- [GOAL]:
Answer these questions from the anniversary essay below:
1. Where did Keith grow up?
2. What university had the writer transferred from before unpacking at Columbia?
3. Where had Keith worked before bringing the shellfish back?

- [EXTRACTED TEXT]:
On Our 41st Anniversary: Opposites Laugh

Keith creates to-do lists with little boxes for check marks to be ticked off. I've lost almost every list I've ever written. He plans trips with sightseeing goals and travel contingencies. I don't like to leave home. An anesthesiologist with an electrical engineering degree, he loves building gadgets and adding their updates.


I just want things to work.





Keith grew up on a farm in upstate New York, I grew up in a political family in DC.


We met a few days after I turned 18.


I was unpacking at Columbia after transferring from the University of Wisconsin, where it had been

too

freaking

cold


when the guys across the hall threw a back-to-school lobster party for 50 of their friends/hot girls. Keith was one of the hosts. He'd worked at a restaurant on the Cape and brought the shellfish back with him.


Because we hadn't yet met them my roommates and I weren't invited to the seafood extravaganza. (Though that would have been the, you know, neighborly thing to do). Instead we listened to the debauchery.


For hours.


Rude as that was, the true issue festered over the following days.


Literally.

(Point labeling data from photos)
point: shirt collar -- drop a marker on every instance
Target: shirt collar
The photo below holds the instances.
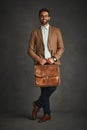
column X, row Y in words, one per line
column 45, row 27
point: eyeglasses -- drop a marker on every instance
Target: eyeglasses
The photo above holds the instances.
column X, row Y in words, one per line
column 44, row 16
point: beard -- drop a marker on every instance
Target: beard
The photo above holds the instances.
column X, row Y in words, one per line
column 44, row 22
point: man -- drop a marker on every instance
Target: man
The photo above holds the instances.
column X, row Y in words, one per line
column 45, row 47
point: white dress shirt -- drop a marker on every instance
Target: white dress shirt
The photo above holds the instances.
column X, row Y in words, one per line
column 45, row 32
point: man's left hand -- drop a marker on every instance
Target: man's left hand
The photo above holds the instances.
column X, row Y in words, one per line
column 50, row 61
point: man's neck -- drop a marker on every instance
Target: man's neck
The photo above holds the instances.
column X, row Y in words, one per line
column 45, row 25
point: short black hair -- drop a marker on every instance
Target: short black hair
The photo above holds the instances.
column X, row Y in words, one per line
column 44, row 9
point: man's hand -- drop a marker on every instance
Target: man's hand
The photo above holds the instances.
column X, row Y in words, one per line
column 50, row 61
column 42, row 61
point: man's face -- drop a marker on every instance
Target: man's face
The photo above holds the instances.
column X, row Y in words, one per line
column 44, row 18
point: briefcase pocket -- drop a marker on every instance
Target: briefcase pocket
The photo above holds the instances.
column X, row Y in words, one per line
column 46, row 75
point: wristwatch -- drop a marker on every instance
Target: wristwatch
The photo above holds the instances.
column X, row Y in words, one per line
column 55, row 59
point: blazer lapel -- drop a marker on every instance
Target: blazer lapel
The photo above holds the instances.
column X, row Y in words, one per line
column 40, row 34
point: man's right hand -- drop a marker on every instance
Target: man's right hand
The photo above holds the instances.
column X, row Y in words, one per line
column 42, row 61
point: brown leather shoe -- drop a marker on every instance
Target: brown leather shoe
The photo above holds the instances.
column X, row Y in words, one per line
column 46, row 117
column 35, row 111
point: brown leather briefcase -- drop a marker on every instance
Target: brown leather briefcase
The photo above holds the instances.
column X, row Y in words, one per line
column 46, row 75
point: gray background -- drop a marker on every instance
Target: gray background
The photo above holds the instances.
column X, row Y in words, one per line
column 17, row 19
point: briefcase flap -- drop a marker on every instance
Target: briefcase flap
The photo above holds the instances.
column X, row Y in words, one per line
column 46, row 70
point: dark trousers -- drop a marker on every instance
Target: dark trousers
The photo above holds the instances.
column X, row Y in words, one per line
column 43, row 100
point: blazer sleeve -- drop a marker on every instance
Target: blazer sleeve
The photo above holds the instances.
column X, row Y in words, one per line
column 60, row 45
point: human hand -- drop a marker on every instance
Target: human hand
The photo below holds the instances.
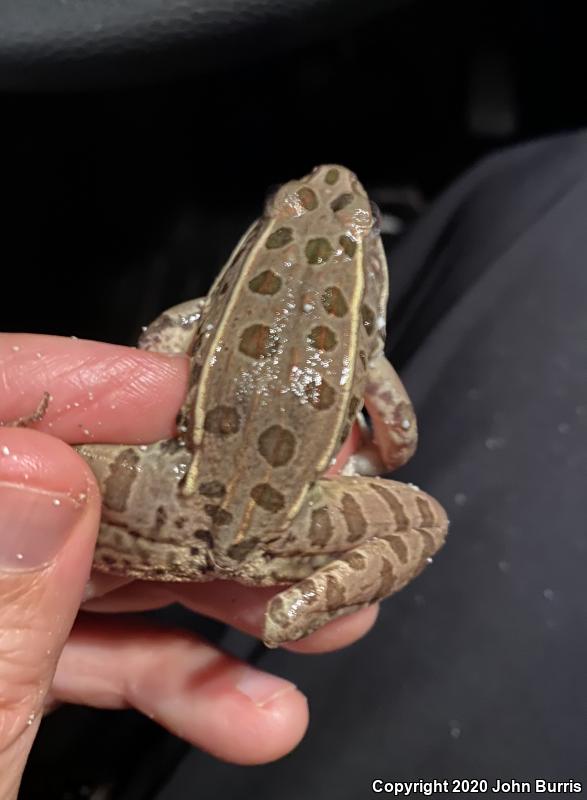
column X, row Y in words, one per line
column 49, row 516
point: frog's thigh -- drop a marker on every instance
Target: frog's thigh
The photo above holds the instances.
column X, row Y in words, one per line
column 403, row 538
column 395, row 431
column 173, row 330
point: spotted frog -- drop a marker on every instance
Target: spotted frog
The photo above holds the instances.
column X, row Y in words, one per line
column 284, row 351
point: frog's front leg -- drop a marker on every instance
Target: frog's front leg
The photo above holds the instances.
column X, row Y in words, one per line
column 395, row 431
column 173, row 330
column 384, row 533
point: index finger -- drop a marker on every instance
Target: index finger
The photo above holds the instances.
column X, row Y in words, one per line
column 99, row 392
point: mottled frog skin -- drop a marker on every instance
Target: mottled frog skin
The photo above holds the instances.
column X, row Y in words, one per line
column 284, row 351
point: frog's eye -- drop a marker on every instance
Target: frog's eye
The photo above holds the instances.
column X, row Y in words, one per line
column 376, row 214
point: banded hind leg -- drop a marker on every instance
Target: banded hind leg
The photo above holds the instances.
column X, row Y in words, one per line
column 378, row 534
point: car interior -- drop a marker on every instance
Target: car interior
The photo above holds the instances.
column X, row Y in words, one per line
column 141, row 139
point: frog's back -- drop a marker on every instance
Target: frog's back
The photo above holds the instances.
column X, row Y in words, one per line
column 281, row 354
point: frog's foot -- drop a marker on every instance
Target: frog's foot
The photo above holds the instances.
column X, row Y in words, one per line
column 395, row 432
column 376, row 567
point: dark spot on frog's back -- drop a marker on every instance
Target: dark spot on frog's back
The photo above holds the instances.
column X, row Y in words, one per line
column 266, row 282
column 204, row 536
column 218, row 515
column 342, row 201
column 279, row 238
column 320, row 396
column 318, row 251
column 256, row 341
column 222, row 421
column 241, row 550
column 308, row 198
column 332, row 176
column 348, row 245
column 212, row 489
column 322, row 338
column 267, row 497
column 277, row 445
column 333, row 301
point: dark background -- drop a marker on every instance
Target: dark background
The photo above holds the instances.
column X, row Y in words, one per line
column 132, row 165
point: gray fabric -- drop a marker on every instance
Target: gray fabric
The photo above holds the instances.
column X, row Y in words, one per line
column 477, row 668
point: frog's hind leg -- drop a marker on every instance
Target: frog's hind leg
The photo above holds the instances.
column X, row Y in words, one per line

- [EXERCISE OUTPUT]:
1. On a farm in upstate New York.
2. The University of Wisconsin.
3. At a restaurant on the Cape.